▶ Exercício 1: Segundo o texto sobre a luta antifascista e a Jineolojî, que tipo de ciência é a Jineolojî?
▶ Exercício 2: Dê sequência ao texto sobre a luta antifascista e a Jineolojî, começando logo após sua última frase.

Então, sem surpresas se sugerirmos, nas oficinas, que a avaliação das geografias montanhosas deva ser levada em consideração. As montanhas têm um significado crucial em todos os movimentos alternativos e antissistema. Mesmo para os indivíduos, podemos ver o valor da montanha para a reorganização do eu ou para separá-lo dos impactos destrutivos do sistema.

Precisamos urgentemente deixar as premissas da ciência contemporânea impostas pelo sistema e criar outro ambiente de discussão. Seminários, painéis e conferências não são suficientes. Precisamos de um tipo diferente de academia que possa, sistematicamente e passo a passo, trabalhar sobre como podemos alcançar nossos objetivos, desde revoluções mentais até transformações sociais. Isso não pode ser alcançado sem autodefesa. A autodefesa não consiste apenas em pegar armas. A própria Jineolojî é uma ciência de autodefesa.

Temos o dever de revelar fatos em prol dos povos, mulheres e jovens, para podermos lutar contra o fascismo. Por exemplo, não podemos considerar o Irã como anti-imperialista, enquanto o regime comete execuções diárias de pessoas inocentes. O país constitui uma prisão ainda maior, onde as pessoas estão sendo privadas de viver livremente. Não podemos olhar para os refugiados pelo prisma da piedade. Devemos destacar as causas e os motivos de suas condições. Devemos examinar as questões localmente e através de perspectivas não-estatais. Os movimentos locais e aqueles que querem fazer parte de uma frente alternativa — antifascista e antipatriarcal — não devem olhar as coisas através de noções individualistas de liberdade ou da sociedade através das lentes da vitimização. Em vez disso, eles devem procurar estruturas teóricas que possam colocar a si mesmos e questões sociais sob o escrutínio da crítica para fazer a pergunta do que perdemos e onde o perdemos.

Dados de localização de objetos por linguagem natural
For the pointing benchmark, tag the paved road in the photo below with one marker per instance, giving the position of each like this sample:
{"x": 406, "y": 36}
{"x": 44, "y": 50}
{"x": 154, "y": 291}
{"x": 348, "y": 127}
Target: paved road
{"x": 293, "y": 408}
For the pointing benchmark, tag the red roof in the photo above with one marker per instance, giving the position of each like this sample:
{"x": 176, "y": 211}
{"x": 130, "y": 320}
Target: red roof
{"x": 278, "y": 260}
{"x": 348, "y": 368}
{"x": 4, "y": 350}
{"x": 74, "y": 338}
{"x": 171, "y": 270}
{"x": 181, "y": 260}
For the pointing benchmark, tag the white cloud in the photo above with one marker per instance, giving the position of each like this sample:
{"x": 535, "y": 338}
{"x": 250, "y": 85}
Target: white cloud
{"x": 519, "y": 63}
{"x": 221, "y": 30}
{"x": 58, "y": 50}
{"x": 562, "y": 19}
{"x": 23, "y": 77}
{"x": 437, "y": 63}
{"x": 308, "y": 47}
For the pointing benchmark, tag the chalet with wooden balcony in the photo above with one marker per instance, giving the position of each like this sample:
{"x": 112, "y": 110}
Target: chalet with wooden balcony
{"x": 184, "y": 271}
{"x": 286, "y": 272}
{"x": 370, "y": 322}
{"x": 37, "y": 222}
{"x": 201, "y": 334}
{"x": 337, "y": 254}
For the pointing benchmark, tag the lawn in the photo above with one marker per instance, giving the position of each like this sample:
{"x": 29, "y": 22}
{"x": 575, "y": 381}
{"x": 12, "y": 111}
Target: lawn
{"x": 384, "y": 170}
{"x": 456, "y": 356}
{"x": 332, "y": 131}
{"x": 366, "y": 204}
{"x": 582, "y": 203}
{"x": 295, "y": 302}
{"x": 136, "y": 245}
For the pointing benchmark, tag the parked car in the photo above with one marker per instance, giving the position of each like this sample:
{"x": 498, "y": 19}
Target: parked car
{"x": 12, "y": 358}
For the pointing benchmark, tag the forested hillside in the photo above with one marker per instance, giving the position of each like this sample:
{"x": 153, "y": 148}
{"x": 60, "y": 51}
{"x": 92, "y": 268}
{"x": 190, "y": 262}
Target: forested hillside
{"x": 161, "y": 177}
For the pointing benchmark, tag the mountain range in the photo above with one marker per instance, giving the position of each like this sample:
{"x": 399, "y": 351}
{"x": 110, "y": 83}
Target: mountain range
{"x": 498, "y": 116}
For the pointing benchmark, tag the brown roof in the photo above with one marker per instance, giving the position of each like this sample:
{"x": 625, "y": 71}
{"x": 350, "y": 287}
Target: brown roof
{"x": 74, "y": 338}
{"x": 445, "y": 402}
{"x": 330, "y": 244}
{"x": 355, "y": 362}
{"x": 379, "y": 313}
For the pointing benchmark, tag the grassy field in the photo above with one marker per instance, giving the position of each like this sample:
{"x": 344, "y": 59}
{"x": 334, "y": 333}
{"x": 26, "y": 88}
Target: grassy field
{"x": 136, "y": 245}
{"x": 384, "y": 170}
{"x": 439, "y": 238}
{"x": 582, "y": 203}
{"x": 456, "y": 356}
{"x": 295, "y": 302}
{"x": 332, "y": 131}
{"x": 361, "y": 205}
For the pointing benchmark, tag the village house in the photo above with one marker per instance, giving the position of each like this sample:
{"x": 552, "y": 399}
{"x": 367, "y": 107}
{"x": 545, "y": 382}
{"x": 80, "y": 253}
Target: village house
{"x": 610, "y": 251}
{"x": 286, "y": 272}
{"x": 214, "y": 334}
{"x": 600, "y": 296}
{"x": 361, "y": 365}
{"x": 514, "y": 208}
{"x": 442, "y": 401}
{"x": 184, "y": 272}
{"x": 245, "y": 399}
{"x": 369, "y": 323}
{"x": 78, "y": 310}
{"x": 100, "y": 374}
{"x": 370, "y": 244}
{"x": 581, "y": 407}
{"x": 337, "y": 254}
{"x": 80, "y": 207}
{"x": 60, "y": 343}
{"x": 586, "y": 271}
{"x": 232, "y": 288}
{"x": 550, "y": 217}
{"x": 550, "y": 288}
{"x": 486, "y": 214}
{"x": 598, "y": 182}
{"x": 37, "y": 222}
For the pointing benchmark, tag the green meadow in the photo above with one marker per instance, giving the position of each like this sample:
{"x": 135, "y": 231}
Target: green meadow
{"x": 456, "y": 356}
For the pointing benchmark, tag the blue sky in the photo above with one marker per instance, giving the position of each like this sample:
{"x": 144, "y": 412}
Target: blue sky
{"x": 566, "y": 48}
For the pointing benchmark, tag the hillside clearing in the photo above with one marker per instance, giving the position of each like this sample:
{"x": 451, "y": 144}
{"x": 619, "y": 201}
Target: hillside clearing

▶ Resultado da tarefa 1: Uma ciência de autodefesa.

▶ Resultado da tarefa 2:
Somente quando a mentalidade do poder e a hegemonia de suas instituições forem paralisadas, poderemos falar de nossa existência como uma alternativa. Isso só é possível através de um método organizado e capaz de pensar fora da estrutura do sistema. Da mesma forma, as soluções para nossos problemas também devem aparecer fora da estrutura do sistema. Podemos legitimamente perguntar se estamos prontos para isso. Como seriam nossas ferramentas, conceitos, teorias e organizações? Existem vários exemplos na história antiga e nova para isso, mas a história escrita do atual paradigma positivista os negou consistentemente. Com o tempo, isso está muito incorporado na revolução em andamento no Curdistão de Rojava.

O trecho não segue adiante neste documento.